**WHAT YOU WILL DO:** Copy every line of the listing below word for word, leaving nothing out.

[Some records]
*****

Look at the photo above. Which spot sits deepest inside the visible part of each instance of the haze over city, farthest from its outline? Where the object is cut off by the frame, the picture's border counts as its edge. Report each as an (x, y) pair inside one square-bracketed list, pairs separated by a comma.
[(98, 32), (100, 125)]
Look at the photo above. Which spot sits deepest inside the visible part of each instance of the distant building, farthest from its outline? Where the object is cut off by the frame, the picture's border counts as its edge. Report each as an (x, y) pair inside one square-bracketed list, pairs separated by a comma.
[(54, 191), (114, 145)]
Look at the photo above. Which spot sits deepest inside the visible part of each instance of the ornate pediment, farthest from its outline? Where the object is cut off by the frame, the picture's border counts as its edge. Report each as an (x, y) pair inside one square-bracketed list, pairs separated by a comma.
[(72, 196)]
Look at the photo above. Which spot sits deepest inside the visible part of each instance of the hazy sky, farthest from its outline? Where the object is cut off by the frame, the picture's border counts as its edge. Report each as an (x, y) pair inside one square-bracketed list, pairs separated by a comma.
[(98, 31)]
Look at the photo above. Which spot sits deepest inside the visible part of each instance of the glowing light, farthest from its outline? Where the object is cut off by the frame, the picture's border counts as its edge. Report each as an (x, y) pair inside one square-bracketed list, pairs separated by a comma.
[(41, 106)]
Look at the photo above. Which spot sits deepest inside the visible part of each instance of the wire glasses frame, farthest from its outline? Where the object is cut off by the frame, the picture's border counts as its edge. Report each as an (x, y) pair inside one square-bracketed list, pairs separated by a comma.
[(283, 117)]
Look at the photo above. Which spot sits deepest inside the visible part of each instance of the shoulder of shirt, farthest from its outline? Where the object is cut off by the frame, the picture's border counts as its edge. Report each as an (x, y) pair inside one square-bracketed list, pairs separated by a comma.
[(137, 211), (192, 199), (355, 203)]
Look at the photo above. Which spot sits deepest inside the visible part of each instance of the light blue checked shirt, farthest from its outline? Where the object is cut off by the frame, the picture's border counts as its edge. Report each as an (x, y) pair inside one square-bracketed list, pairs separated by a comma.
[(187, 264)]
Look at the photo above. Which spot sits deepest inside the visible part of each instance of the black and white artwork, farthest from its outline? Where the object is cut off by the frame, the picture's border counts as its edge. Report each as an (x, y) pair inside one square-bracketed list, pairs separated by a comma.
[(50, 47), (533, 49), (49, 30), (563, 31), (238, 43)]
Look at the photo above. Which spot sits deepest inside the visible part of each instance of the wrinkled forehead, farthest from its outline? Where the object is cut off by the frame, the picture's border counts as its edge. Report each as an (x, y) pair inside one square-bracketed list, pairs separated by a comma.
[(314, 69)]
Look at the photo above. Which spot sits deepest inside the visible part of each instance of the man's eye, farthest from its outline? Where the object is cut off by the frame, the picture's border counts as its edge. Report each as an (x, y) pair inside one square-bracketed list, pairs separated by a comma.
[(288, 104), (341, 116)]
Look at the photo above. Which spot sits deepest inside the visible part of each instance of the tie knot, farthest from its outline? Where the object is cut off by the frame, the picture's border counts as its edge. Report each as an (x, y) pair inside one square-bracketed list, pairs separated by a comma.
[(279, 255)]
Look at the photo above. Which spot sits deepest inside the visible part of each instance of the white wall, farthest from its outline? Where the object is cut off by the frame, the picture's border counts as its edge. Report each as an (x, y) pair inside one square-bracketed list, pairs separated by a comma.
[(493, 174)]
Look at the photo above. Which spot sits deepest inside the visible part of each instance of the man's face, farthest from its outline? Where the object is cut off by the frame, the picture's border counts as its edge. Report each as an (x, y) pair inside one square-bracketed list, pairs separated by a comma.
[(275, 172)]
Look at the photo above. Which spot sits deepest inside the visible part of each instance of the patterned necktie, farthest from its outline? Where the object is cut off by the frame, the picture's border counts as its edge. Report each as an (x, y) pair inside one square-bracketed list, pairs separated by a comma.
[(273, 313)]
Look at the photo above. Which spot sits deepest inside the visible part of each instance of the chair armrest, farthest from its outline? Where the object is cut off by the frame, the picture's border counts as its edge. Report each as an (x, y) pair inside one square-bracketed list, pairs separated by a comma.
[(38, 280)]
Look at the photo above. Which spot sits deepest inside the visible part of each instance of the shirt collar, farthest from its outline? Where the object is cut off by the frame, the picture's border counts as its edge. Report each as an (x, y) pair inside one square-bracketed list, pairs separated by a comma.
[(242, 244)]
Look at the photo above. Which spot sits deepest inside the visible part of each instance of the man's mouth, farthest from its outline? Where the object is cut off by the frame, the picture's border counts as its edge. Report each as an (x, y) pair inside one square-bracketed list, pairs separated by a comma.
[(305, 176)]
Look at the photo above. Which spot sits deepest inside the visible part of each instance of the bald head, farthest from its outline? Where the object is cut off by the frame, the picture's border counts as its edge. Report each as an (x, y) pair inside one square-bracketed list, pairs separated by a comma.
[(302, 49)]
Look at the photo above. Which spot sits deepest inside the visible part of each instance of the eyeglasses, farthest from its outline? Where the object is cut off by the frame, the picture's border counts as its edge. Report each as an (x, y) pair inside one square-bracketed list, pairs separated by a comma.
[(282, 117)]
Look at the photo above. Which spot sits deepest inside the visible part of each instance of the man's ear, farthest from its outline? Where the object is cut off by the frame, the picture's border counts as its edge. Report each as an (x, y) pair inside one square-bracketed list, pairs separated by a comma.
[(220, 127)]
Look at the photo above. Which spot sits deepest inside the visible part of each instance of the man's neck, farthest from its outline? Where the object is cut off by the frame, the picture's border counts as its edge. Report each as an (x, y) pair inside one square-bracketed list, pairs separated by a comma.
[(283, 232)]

*****

**ANSWER:**
Look at the photo above. Which spot sits deepest inside the visible part of each instance of the haze over city, farthest from its outline? Where the object is cut off by the frame, the picture's border counts as its edge. Report each as an (x, y) pair inside one square-bracketed list, pairs separated by a comma.
[(98, 32), (100, 125)]
Look at the photo above. Which spot sits deepest inside the visible part of each instance of the distant building, farthest from its outline? Where the object is cut off by the frame, the picture's border counts as its edge. Report each as an (x, y) pair inside one square-bracketed list, pairs separated by a comma.
[(54, 191), (114, 145)]
Look at the photo above. Which spot sits deepest inside the visible part of each instance of the ornate pediment, farthest from its outline? Where the object is cut off by the frame, the picture's border counts as its edge. Report each as an (x, y) pair inside one square-bracketed list, pairs separated by a comma.
[(72, 196)]
Look at the photo above. Which spot sits deepest inside the visible part of each instance of the hazy sky, farthest from its outline? Where the object is cut off by the frame, the picture's border counts as its edge. Report each as an (x, y) pair inside one square-bracketed list, pairs separated by a comma.
[(98, 31)]
Look at the photo above. Which spot sits deepest inside the visible part of each instance of the glowing light, farthest from its outline? Where the object is cut off by the frame, the picture's border counts as its edge. Report each as an (x, y) pair inside one square-bracketed list, pairs separated by a comma.
[(41, 106)]
Look at the photo above. Which spot sits deepest inside the visible part of each instance of the wire glasses frame, farthest from its outline? Where the object is cut off by the frame, the picture's border counts as its edge. Report each as an (x, y) pair inside one square-bracketed list, pairs separated by a comma.
[(283, 117)]
Look at the photo above. Which spot sits deepest inside the visible part of each instance of the shoulder of shirt, farthest from its outline? Where the object is cut off by the frame, the picture's border counts as its edge. Report each as an (x, y) pair inside one square-bracketed list, pairs separated by a comma.
[(137, 211), (192, 199), (355, 203)]
Look at the photo above. Which spot sits deepest inside the visible part of each instance of the light blue checked shirt, farthest from its outline? Where the object is cut off by the frame, the picture's border counts as its edge. Report each as an (x, y) pair inside one square-bracketed list, pairs separated by a comma.
[(187, 264)]
Look at the photo above. Which spot sits deepest inside the visible part of each instance of the black and white artwork, farthest from its outline? Where the object is cut off by the frame, the picture's border counts as its edge. Report each as an (x, y) pair inside one square-bracketed list, pairs separated by a comma.
[(50, 47), (533, 49), (49, 30), (563, 31), (238, 43)]
Look at the photo above. Which spot sits deepest inside the visible part of each instance of the wrinkled forehead, farthest from its outline? Where the object is cut off by the frame, the picture's border counts as its edge. Report each as an (x, y) pair inside one square-bracketed list, pairs separated by a comma.
[(314, 69)]
Look at the photo above. Which spot sits deepest inside the visible part of each instance of the man's eye, farthest from its outline? Where the object is cut off by the frame, the picture's border counts as its edge. Report each as an (x, y) pair inside one square-bracketed list, pairs separated by a comma.
[(288, 104), (341, 116)]
Look at the photo above. Which spot sits deepest inside the visible part of each instance of the tie knot, farthest from its outline? Where the object is cut off by the frame, the picture's border counts as its edge. Report each as an (x, y) pair inside one square-bracketed list, pairs separated by a comma.
[(279, 255)]
Look at the photo above. Which spot sits deepest inside the visible part of each instance of the white wall, farthest from its outline? Where the object is cut off by the frame, the picture's border counts as its edge. Report each as an (x, y) pair inside one square-bracketed list, pairs separated by a comma.
[(493, 174)]
Look at the photo above. Which spot sits deepest inside the visible part of each instance of the man's face, farthest from its outline? Where the object is cut off by the frame, the picture's border counts as its edge. Report each as an (x, y) pair inside one square-bracketed list, pairs separated by a comma.
[(275, 172)]
Look at the photo above. Which spot sits deepest inside the visible part of each instance of the patterned necktie, farthest from its outline? Where the object is cut off by the frame, the picture's border counts as its edge. Report each as an (x, y) pair inside one square-bracketed list, pairs separated by a comma.
[(273, 313)]
Look at the photo above. Which spot sits deepest inside the visible part of each instance of the chair armrest, farthest from its outline? Where the object is cut off by the frame, the picture's border counts as its edge. Report each as an (x, y) pair inside one square-bracketed list, pairs separated by a comma.
[(38, 280)]
Look at the photo above. Which spot sits deepest inside the visible part of each instance of the shirt collar, farthest from its outline? Where the object is cut off by the frame, the picture's border counts as its edge. Report each as an (x, y) pair inside one square-bracketed list, pairs separated by a comma.
[(242, 244)]
Look at the photo above. Which spot sits deepest inside the visible part of each instance of the man's mouth, farthest from its outline? Where the object is cut off by the frame, the picture's border counts as its edge. Report each as an (x, y) pair inside one square-bracketed list, pairs separated by a comma.
[(305, 176)]
Look at the photo above. Which spot sits deepest inside the visible part of each instance of the bald head, farthest from its outline? Where the object is cut off by the frame, the picture's border counts as its edge. Report each as an (x, y) pair inside one square-bracketed list, pairs separated by a comma.
[(302, 49)]
Look at the photo above. Which spot sits deepest inside the visible part of each instance of the eyeglasses, farthest from its outline? Where the object is cut off by the frame, the picture's border counts as its edge. Report each as an (x, y) pair inside one square-bracketed list, pairs separated by a comma.
[(282, 117)]
Look at the photo above. Which spot sits deepest inside the visible part of each instance of the man's ear, farthest from its outline? Where the object is cut off by the frame, the picture's border counts as its edge. Report each as an (x, y) pair inside one square-bracketed list, pairs separated by a comma.
[(220, 127)]
Look at the photo above. Which spot sits deepest inside the visible part of each instance of the man's neck, farthest from its outline? Where the object is cut off by the frame, the picture's border counts as its edge. Report each as an (x, y) pair inside one square-bracketed list, pairs separated by a comma.
[(283, 232)]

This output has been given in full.